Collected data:
>>

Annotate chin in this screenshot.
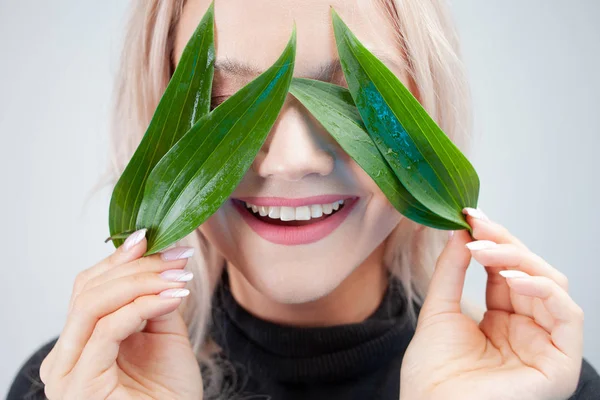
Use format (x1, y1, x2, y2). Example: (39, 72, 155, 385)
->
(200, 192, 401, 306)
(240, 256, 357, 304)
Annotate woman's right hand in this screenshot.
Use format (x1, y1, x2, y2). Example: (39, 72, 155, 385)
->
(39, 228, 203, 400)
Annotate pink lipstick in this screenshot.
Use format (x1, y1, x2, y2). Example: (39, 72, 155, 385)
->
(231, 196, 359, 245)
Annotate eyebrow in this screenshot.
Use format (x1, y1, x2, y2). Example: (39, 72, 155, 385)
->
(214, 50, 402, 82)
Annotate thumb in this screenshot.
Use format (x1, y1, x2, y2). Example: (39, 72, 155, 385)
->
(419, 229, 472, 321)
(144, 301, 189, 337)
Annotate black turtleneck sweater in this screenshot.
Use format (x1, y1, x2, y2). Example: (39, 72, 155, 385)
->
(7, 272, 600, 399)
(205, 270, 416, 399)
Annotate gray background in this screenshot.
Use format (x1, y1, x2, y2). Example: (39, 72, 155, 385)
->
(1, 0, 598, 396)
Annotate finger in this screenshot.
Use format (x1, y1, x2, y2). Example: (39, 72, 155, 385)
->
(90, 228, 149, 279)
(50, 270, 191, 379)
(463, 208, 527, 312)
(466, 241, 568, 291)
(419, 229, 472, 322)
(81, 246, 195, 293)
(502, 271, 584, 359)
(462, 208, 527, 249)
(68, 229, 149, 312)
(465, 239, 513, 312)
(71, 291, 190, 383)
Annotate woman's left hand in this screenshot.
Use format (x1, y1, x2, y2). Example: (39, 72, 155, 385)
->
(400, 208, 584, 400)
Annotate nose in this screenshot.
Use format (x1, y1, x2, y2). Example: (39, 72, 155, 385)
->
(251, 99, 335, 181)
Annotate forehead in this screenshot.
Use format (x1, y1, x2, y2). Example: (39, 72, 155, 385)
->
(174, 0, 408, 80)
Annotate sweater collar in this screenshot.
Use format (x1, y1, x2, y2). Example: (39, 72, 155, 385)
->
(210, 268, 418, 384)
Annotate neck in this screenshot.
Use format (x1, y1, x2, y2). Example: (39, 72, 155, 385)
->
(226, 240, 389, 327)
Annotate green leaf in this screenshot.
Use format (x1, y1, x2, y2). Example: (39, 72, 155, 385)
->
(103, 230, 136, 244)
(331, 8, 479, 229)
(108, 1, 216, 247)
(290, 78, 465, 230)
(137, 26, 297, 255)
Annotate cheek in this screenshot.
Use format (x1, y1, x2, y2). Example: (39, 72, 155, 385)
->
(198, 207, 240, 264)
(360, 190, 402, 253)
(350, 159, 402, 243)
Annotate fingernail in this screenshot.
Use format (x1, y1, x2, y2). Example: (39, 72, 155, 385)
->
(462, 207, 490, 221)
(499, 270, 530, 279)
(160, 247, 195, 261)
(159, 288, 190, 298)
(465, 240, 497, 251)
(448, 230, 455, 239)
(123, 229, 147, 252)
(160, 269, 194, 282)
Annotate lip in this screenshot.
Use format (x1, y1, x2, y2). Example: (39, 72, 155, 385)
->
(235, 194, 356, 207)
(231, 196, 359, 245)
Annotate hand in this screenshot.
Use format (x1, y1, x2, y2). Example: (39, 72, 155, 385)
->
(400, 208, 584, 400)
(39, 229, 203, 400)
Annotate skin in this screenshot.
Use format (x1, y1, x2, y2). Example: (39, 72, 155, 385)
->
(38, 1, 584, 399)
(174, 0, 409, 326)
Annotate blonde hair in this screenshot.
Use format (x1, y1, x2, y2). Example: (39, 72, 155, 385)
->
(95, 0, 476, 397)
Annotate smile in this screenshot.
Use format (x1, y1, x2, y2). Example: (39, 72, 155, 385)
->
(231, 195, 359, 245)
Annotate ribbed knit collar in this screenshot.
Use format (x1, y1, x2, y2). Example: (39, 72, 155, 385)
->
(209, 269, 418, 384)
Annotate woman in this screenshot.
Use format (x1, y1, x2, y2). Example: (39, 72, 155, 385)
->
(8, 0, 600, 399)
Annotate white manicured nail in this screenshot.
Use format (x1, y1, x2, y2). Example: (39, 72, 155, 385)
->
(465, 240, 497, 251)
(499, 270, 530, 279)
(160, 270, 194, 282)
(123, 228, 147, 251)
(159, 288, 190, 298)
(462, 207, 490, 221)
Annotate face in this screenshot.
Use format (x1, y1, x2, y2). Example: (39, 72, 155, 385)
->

<<
>>

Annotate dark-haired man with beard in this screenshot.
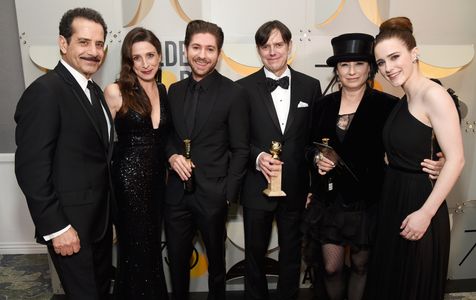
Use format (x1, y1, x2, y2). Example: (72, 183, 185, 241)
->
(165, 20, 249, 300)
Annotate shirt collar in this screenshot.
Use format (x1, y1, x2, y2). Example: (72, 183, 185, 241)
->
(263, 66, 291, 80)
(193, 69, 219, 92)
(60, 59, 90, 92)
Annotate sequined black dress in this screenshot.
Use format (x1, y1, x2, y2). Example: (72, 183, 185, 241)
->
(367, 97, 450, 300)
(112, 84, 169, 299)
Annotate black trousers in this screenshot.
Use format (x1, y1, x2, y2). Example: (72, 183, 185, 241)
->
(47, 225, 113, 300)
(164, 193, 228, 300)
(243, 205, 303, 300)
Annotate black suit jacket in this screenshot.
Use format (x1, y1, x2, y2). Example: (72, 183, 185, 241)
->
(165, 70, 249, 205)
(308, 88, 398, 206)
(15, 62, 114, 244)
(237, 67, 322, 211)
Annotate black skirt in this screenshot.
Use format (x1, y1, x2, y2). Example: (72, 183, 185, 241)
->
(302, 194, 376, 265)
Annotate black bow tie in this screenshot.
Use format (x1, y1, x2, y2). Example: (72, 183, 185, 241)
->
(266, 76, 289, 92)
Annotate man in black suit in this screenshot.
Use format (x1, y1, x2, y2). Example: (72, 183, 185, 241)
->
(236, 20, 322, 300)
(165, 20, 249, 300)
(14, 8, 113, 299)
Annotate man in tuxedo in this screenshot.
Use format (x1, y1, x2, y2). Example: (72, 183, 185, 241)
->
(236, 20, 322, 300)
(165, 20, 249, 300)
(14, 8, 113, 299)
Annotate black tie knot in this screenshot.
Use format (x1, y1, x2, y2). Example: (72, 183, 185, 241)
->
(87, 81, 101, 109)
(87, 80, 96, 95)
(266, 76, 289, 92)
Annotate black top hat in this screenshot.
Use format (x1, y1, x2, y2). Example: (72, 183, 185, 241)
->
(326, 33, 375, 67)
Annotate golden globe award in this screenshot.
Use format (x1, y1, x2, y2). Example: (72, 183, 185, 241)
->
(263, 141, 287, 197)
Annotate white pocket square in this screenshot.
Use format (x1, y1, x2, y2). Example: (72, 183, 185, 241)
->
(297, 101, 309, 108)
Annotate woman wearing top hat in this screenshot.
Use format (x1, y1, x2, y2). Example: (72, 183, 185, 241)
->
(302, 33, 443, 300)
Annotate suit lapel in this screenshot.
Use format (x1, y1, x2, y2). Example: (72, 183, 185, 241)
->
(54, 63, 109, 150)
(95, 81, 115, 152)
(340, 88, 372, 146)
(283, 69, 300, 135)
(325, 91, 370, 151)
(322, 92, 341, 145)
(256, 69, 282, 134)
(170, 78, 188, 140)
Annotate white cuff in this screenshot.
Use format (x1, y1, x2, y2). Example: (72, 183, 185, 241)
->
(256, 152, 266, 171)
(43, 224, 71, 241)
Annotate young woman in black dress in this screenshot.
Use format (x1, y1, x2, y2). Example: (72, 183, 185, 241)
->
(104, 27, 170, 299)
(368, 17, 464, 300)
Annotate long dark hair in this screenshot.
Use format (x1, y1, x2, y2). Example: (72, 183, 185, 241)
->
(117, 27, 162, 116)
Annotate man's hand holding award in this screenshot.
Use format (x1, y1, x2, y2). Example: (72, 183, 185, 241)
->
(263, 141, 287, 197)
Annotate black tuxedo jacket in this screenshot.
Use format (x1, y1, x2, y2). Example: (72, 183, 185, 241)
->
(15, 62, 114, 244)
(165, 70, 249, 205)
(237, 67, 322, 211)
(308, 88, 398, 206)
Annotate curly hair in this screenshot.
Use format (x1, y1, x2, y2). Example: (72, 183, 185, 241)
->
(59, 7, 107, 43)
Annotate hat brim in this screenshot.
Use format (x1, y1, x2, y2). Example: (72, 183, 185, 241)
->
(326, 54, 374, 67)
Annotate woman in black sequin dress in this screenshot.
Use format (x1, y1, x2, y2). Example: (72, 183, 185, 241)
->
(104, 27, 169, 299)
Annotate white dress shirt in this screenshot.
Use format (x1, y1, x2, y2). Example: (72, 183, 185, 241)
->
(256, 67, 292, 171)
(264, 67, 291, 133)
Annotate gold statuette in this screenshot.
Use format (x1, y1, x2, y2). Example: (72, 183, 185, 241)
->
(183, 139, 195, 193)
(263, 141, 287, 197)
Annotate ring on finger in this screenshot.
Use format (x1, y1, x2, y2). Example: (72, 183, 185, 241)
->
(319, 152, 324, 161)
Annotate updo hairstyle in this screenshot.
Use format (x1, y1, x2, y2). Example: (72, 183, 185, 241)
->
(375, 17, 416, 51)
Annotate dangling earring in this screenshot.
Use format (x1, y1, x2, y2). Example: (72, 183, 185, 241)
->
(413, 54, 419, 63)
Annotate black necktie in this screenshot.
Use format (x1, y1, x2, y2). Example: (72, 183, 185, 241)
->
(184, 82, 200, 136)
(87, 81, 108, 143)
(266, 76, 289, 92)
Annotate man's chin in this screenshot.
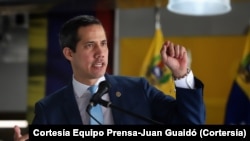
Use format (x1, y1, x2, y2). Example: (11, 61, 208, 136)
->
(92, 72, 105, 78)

<<

- ABOUT THIS EXERCISE: If the word "sweater" is on a line above, return that line.

- OUTPUT BELOW:
Annotate black turtleneck sweater in this screenshot.
Annotate sweater collar in this screenshot.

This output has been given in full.